Assignment
What you return should be the full listing, copied exactly and stripped of its pictures.

Given data
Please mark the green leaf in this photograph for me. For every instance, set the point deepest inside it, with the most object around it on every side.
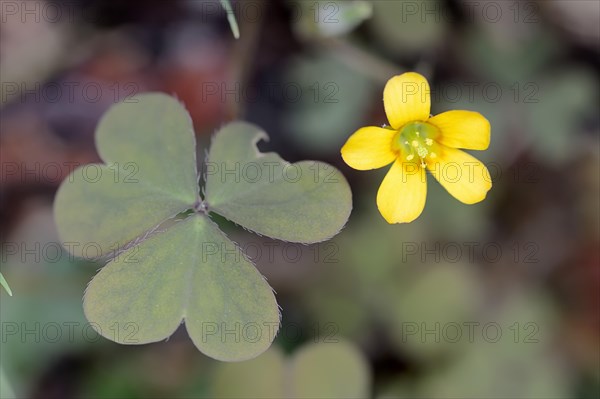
(149, 175)
(305, 202)
(324, 370)
(231, 18)
(4, 283)
(168, 261)
(193, 272)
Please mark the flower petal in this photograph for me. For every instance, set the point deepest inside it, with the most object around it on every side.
(462, 129)
(462, 175)
(369, 148)
(406, 98)
(401, 197)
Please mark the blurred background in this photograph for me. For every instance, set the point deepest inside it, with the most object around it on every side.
(495, 300)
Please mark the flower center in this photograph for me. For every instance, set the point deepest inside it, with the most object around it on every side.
(416, 141)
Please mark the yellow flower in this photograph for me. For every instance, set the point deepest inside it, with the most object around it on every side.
(416, 141)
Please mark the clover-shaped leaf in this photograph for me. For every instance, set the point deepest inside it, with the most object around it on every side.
(168, 261)
(304, 202)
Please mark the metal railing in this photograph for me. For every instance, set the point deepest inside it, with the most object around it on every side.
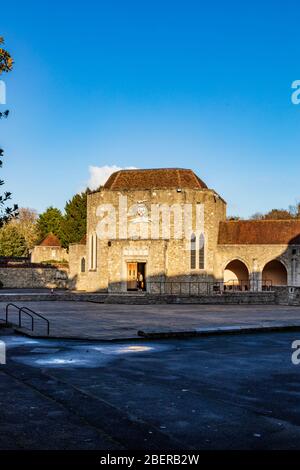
(26, 311)
(199, 288)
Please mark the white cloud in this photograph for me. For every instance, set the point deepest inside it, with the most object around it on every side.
(100, 174)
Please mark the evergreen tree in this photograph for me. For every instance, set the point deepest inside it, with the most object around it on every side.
(50, 221)
(74, 223)
(12, 243)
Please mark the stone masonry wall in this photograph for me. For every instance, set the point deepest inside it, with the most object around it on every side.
(32, 278)
(167, 257)
(46, 253)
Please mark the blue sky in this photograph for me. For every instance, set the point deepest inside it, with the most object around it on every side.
(202, 85)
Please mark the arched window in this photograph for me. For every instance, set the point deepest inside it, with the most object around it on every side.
(201, 251)
(193, 251)
(274, 273)
(93, 252)
(236, 276)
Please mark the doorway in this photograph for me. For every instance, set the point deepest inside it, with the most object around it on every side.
(133, 269)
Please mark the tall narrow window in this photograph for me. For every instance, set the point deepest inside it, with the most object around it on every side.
(193, 251)
(201, 252)
(91, 254)
(95, 252)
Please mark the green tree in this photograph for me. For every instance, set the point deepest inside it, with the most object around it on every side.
(50, 221)
(6, 212)
(12, 243)
(74, 222)
(26, 224)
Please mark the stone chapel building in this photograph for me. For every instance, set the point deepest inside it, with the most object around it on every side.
(135, 228)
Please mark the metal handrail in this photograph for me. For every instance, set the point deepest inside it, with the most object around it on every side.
(30, 313)
(209, 286)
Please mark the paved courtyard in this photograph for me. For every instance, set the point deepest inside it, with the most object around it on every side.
(88, 320)
(228, 392)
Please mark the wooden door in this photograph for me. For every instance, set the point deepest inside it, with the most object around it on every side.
(131, 276)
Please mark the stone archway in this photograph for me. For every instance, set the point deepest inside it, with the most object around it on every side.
(274, 273)
(236, 276)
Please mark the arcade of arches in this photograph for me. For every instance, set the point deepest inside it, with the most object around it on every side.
(236, 273)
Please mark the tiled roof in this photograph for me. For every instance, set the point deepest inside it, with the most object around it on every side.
(260, 232)
(157, 178)
(50, 240)
(83, 240)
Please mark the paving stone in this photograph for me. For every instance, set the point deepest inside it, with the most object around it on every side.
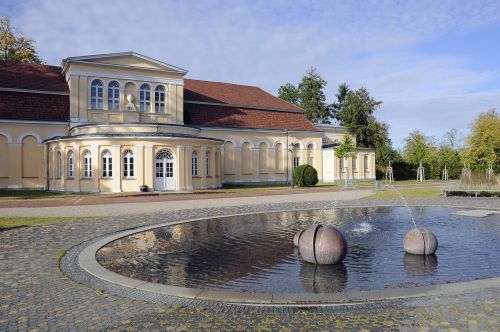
(35, 294)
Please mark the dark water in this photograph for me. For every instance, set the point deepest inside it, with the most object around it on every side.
(255, 252)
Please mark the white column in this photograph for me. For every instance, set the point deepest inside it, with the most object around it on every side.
(116, 167)
(213, 171)
(181, 168)
(203, 167)
(189, 168)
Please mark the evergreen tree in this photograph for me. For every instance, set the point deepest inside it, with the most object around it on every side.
(14, 47)
(309, 95)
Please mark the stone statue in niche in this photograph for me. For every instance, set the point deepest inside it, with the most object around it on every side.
(130, 102)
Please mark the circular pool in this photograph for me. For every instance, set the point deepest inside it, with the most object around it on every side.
(255, 253)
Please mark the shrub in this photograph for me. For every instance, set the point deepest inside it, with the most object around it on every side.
(305, 176)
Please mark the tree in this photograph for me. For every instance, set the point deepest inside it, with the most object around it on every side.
(309, 95)
(14, 47)
(354, 110)
(418, 149)
(451, 138)
(345, 150)
(289, 93)
(484, 141)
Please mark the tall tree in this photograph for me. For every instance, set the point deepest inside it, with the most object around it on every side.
(14, 47)
(345, 150)
(354, 110)
(289, 93)
(309, 95)
(484, 140)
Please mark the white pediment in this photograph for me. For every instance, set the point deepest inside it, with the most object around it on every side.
(125, 59)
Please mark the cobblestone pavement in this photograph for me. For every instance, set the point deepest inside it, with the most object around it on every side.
(36, 295)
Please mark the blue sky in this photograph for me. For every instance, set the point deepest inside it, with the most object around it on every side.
(434, 64)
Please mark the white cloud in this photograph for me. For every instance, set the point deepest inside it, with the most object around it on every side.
(264, 43)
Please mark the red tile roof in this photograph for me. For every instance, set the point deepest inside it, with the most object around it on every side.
(33, 106)
(29, 76)
(247, 106)
(234, 117)
(234, 94)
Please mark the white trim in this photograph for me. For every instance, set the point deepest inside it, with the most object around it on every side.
(7, 135)
(246, 140)
(259, 108)
(302, 147)
(53, 123)
(280, 142)
(150, 79)
(65, 62)
(54, 134)
(315, 147)
(29, 133)
(265, 142)
(43, 92)
(318, 133)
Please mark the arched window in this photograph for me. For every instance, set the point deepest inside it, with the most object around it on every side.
(296, 155)
(278, 157)
(128, 164)
(87, 164)
(145, 97)
(263, 158)
(71, 165)
(207, 163)
(96, 94)
(114, 96)
(107, 164)
(310, 154)
(246, 158)
(160, 99)
(59, 164)
(194, 164)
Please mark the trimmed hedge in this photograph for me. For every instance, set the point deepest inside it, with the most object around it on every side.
(305, 176)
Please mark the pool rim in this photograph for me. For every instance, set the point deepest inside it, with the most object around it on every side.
(86, 259)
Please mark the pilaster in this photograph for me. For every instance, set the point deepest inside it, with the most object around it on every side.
(116, 167)
(203, 166)
(189, 168)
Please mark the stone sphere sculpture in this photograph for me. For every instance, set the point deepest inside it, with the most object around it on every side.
(296, 238)
(420, 242)
(322, 244)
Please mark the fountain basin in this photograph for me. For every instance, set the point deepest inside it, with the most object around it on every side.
(254, 253)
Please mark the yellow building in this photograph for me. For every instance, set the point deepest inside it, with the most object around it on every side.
(116, 122)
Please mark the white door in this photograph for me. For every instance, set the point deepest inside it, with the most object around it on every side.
(164, 171)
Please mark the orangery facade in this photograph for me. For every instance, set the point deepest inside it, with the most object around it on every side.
(124, 122)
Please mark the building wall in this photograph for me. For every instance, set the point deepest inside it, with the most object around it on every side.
(22, 152)
(81, 75)
(253, 156)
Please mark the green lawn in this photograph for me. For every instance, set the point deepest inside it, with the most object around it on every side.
(6, 194)
(14, 222)
(427, 192)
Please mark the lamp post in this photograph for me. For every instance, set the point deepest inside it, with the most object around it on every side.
(291, 148)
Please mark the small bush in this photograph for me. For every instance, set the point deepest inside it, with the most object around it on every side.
(305, 176)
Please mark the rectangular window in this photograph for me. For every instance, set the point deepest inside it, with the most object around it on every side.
(70, 167)
(207, 161)
(296, 161)
(87, 168)
(194, 165)
(107, 167)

Answer box
Please mark the green leaf in this photograph for me. For every instance, set the point deepest inside it, with the most object around it on every side.
(149, 175)
(305, 202)
(324, 370)
(231, 18)
(4, 283)
(168, 261)
(193, 272)
Please mark the flower petal in this photograph for me. For every instance, set the point deepest inside it, with the most object around it on every side.
(462, 129)
(462, 175)
(369, 148)
(406, 98)
(401, 197)
Please mark the blurred background in this photograph for me. For every instance, set the point deepest inside it, with the most object around it on every side.
(495, 300)
Please mark the flower center in this photograph for me. For every instance, set the point deepest inside it, with the most object around it on every side.
(416, 141)
Please mark the yellow flower in this photograph for me. For every instance, set the point deepest inside it, with the most object around it on every side.
(416, 141)
Please mark the clover-shaped leaf in this photograph for me. For every instance, set the point deepest inside it, with the most object around it on every side.
(168, 261)
(304, 202)
Please mark the metal railing in this photograph for me. For every instance, set the point deepest inside it, with the most object around it on every side.
(26, 311)
(199, 288)
Please mark the white cloud in this photograph for me. For every instance, set the point deepest inside it, with the most object around it on every side.
(100, 174)
Please mark the evergreen tree in this photograph for me. For every instance, set the point deepest inside it, with the most object around it on every side.
(50, 221)
(74, 223)
(12, 243)
Please mark the stone masonry wall in this photograph for me. For every instance, set the point deepest inside it, with the most object around it on every side.
(32, 278)
(167, 257)
(46, 253)
Please mark the blue sky in this photograph for me. For every instance, set the point deepest inside it, with the most object around it on every side.
(202, 85)
Please mark the arched window in this photograph for me. For every instance, set the point deepest inside it, with the most object around it on every side.
(201, 251)
(193, 251)
(274, 273)
(93, 252)
(236, 276)
Please mark the doorway in this photograph for me. For every instance, set the point deepest inside it, with the most object around it on every side.
(133, 269)
Please mark the tall narrow window in this photograph for me. For every instance, set the point deepest inside it, with the most object around it on every side.
(193, 251)
(201, 252)
(91, 254)
(95, 252)
Please mark the green tree in this photograph for me. For every instance, set the point deepest inside it, with the most object around it on every side.
(50, 221)
(6, 212)
(12, 243)
(74, 222)
(26, 224)
Please mark the stone chapel building in this photograph for me. For every instance, set the point deepest inside it, with the most object around it on every side.
(135, 228)
Please mark the metal handrail in this photograph for me. For every instance, set the point deepest inside it, with the most object around it on every side.
(30, 313)
(209, 286)
Please mark the paved courtyard in this photograph for me. For every instance, set the point deepest inside it, with the most object around it on every side.
(88, 320)
(228, 392)
Please mark the wooden door in this photograph for me. For every instance, set the point deepest inside it, with the most object around it on every side.
(131, 276)
Please mark the stone archway in this photograph for me. For every instance, set the point deepest inside it, with the most object around it on every side.
(274, 273)
(236, 276)
Please mark the arcade of arches in this photograph for me. For every instance, set the point deepest inside it, with the most object around it on every side.
(236, 273)
Please mark the tiled roof in this photograph for me. For every instance, set the point deepest inside it, with the most object around it on every side.
(260, 232)
(157, 178)
(50, 240)
(83, 240)
Please mark the paving stone in this photograph for me. For every instance, set the point deepest inside it, with the most object around it on every side.
(35, 294)
Please mark the dark water in this photograph for me. For every instance, set the point deepest inside it, with the most object around it on every side.
(255, 252)
Please mark the white column in this photograph for me. For every instance, set the point deepest inside it, with the most object around it on every side.
(116, 167)
(213, 171)
(181, 168)
(203, 167)
(189, 168)
Please mark the evergreen tree in this photograph for me. For every instance, set the point deepest inside it, with the most object around it on every side.
(14, 47)
(309, 95)
Please mark the stone statue in niche in this photograph for me. For every instance, set the point deepest inside it, with the most object around it on every side.
(130, 102)
Please mark the circular pool in this photograph for me. For every instance, set the point deepest inside it, with the most object around it on every side.
(255, 253)
Please mark the shrub in this photograph for me. For every instance, set the point deepest inside it, with the most object around it on every side.
(305, 176)
Please mark the tree in this photograph for me. For every instance, set the point deepest inside it, with the most object around it on every side.
(309, 95)
(14, 47)
(354, 110)
(418, 149)
(451, 138)
(345, 150)
(289, 93)
(484, 141)
Please mark the tall tree in this photograph for me. For every instance, set the point deepest inside it, with the most object around it on every side.
(14, 47)
(345, 150)
(354, 110)
(289, 93)
(309, 95)
(484, 140)
Please mark the white pediment in this photograph for me. For every instance, set the point deepest inside it, with the most object around it on every side.
(125, 59)
Please mark the cobblestone pavement in this photograph for me. For every instance, set the point deepest inside it, with the most object around it on every side.
(36, 295)
Please mark the blue sky in this photograph for me. For every instance, set the point deepest inside it, with the most object around it on every side.
(434, 64)
Please mark the white cloud in this photograph for me. For every instance, set the point deepest inside it, with the most object around it on every side.
(264, 43)
Please mark the red tile roof in this photograph for me. For every instance, set the point deepest inside it, with the most object around it on every side.
(33, 106)
(29, 76)
(247, 106)
(234, 117)
(234, 94)
Please mark the white trim in this photograph for me. For every instance, set the point deepest inside it, with the most object around it on every side.
(7, 135)
(246, 140)
(259, 108)
(302, 147)
(53, 123)
(280, 142)
(150, 79)
(65, 62)
(54, 134)
(315, 147)
(29, 133)
(265, 142)
(43, 92)
(318, 133)
Please mark the arched window in this photograph for me. For every instance, set the point deepest inside it, with the most object around it on every side.
(296, 155)
(278, 157)
(128, 164)
(87, 164)
(145, 97)
(263, 158)
(71, 165)
(207, 163)
(96, 94)
(114, 96)
(107, 164)
(310, 154)
(246, 158)
(160, 99)
(59, 164)
(194, 164)
Please mark the trimmed hedge in this photograph for me. For every instance, set the point deepest inside it, with the most object around it on every side.
(305, 176)
Please mark the pool rim in this photograph for me. For every instance, set the point deepest inside it, with the most object around it on every side.
(86, 259)
Please mark the pilaster in this photograph for me. For every instance, set the point deepest inside it, with the most object around it on every side.
(116, 167)
(203, 166)
(189, 168)
Please mark the stone sphere sculpture in this photograph for me. For every instance, set the point deepest inside it, with the most object around it on every side.
(296, 238)
(420, 242)
(322, 244)
Please mark the fountain basin in this photograph for me. For every instance, set the point deepest inside it, with the most object around it on every side.
(254, 253)
Please mark the yellow building in this photograph for me. For every instance, set the point deepest inside it, with the most object around it on every side.
(116, 122)
Please mark the white door in this photograph for me. For every instance, set the point deepest inside it, with the most object around it on every side.
(164, 171)
Please mark the orangery facade in this photograph for me. For every instance, set the point deepest inside it, with the most object around it on every side.
(124, 122)
Please mark the building wall in this photograph for me. For every instance, set the point deepest inside it, with the most object around it on every side.
(22, 152)
(81, 75)
(253, 156)
Please mark the green lawn in this photograph for me. For every instance, set the point deepest inside it, with the most object around it on every side.
(6, 194)
(14, 222)
(427, 192)
Please mark the lamp post in this photograph for me. For every instance, set the point deepest inside it, with the most object around it on every side.
(291, 148)
Please mark the small bush in this photograph for me. For every instance, set the point deepest inside it, with the most object around it on every side.
(305, 176)
Please mark the rectangular window in this photograph for me. For every instance, set the point deepest inside it, with the most object around it on every side.
(70, 167)
(207, 161)
(296, 161)
(87, 168)
(194, 165)
(107, 167)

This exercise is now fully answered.